Quote the entries below from the line with "Target: red and white sign" through the line with "Target: metal roof", both ends included, and only those lines.

■ MATERIAL FOR THIS TASK:
Start of Block
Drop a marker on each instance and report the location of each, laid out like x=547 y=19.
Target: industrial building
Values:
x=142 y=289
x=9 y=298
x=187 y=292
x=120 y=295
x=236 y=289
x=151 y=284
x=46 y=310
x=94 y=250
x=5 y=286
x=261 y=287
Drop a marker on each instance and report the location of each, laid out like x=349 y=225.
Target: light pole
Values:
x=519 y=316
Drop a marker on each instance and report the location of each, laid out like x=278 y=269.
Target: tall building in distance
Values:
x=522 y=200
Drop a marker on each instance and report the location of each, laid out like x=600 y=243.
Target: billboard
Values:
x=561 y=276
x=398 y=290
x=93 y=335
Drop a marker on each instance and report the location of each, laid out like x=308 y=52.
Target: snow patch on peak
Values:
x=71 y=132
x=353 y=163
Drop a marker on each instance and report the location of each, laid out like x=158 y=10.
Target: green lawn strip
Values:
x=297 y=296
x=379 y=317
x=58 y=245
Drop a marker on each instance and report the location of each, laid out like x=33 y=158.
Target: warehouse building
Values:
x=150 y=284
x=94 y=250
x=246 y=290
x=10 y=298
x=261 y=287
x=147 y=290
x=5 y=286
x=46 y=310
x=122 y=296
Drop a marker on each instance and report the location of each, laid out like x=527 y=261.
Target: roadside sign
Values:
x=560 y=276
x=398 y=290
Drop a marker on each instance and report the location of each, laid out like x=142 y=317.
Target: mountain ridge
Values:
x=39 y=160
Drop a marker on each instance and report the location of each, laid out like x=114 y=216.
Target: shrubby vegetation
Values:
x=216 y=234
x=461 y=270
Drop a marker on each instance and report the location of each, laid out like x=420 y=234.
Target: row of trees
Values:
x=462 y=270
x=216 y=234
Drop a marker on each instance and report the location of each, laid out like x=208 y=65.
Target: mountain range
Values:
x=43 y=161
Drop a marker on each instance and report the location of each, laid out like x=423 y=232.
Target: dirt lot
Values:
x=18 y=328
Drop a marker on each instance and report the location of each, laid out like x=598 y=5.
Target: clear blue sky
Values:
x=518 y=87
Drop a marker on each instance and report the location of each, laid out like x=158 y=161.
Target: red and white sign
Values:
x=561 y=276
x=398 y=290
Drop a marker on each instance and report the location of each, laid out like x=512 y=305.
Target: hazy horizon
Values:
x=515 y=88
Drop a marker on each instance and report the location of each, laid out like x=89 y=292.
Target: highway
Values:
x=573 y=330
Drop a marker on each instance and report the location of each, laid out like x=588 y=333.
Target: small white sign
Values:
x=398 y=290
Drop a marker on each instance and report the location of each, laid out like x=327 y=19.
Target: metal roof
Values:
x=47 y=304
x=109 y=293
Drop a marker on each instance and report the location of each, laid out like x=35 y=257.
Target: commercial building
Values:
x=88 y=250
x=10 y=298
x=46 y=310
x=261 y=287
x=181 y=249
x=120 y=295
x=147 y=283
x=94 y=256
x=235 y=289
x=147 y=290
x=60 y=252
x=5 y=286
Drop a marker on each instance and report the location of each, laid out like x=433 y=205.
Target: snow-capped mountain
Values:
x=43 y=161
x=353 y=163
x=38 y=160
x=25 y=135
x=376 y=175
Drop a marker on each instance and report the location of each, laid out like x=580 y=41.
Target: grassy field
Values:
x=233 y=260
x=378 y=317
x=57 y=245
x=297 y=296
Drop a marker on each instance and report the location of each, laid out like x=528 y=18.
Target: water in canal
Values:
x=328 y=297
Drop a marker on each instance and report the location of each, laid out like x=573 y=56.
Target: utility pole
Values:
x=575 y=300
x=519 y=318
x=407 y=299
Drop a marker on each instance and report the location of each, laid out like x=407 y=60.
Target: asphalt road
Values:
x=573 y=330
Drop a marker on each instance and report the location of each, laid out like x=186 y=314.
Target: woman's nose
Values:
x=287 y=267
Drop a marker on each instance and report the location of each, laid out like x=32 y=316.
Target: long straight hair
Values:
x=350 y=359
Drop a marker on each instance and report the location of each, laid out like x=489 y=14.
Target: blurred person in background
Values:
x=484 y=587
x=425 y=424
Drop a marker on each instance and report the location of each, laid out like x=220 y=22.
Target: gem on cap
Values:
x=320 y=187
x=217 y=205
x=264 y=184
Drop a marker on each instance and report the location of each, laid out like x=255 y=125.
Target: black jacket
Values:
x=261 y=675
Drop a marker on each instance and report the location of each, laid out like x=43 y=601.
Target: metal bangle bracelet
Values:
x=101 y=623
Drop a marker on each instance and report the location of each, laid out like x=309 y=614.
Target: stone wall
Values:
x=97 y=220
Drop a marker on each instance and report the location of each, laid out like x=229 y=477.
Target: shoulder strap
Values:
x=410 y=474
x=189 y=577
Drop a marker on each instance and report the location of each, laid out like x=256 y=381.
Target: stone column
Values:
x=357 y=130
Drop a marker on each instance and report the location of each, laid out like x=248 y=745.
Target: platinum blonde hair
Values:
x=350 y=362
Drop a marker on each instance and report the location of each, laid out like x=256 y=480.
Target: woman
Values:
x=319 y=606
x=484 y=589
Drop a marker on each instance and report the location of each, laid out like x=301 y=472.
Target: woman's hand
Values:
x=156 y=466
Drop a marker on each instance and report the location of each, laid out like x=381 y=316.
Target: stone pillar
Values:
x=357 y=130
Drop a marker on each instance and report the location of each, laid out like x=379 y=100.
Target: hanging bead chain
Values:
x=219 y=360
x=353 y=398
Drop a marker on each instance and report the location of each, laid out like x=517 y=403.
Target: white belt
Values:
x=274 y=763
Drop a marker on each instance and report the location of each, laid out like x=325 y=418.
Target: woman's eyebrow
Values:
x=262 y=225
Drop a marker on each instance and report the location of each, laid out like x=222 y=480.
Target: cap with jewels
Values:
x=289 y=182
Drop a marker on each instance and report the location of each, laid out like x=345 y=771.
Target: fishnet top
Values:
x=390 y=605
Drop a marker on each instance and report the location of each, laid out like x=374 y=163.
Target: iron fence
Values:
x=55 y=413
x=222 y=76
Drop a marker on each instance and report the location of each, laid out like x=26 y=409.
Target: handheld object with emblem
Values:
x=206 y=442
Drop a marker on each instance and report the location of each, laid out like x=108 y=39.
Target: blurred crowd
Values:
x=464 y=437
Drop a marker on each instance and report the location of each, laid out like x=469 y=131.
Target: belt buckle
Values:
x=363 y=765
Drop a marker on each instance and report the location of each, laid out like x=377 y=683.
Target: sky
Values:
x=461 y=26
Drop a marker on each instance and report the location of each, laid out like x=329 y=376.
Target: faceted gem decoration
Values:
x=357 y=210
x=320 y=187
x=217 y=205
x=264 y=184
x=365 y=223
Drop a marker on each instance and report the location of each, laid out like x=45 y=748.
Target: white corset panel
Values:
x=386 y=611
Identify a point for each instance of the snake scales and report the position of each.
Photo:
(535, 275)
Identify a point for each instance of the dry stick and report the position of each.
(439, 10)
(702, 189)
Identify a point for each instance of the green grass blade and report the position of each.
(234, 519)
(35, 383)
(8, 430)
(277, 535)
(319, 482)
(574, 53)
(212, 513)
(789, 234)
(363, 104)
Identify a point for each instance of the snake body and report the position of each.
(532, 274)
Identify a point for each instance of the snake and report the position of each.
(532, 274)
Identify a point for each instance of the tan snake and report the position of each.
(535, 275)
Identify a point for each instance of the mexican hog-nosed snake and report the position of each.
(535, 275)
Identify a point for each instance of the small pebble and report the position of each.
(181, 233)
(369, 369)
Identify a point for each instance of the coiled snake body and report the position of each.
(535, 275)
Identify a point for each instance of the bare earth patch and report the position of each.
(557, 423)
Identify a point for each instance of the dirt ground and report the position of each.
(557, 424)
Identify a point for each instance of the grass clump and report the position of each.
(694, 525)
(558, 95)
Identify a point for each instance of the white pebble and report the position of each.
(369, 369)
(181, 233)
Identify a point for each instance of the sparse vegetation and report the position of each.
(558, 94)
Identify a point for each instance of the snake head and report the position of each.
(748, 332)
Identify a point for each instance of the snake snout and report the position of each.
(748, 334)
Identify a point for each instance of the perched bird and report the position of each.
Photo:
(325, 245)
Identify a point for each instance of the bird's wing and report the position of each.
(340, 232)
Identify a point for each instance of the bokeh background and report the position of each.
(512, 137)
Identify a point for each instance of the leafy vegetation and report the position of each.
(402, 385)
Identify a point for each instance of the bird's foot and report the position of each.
End of Block
■ SOLUTION FOR THIS PROBLEM:
Target: red and white sign
Values:
x=561 y=276
x=398 y=290
Drop a marker on each instance and report the location of each, laid out like x=512 y=305.
Target: hazy horizon
Values:
x=515 y=88
Drop a marker on each instance and report the location of each, laid out like x=89 y=292.
Target: highway
Values:
x=573 y=330
Drop a marker on each instance and report the location of each, laid out like x=588 y=333.
Target: small white sign
Values:
x=398 y=290
Drop a marker on each instance and report the location of each, laid out like x=327 y=19.
Target: metal roof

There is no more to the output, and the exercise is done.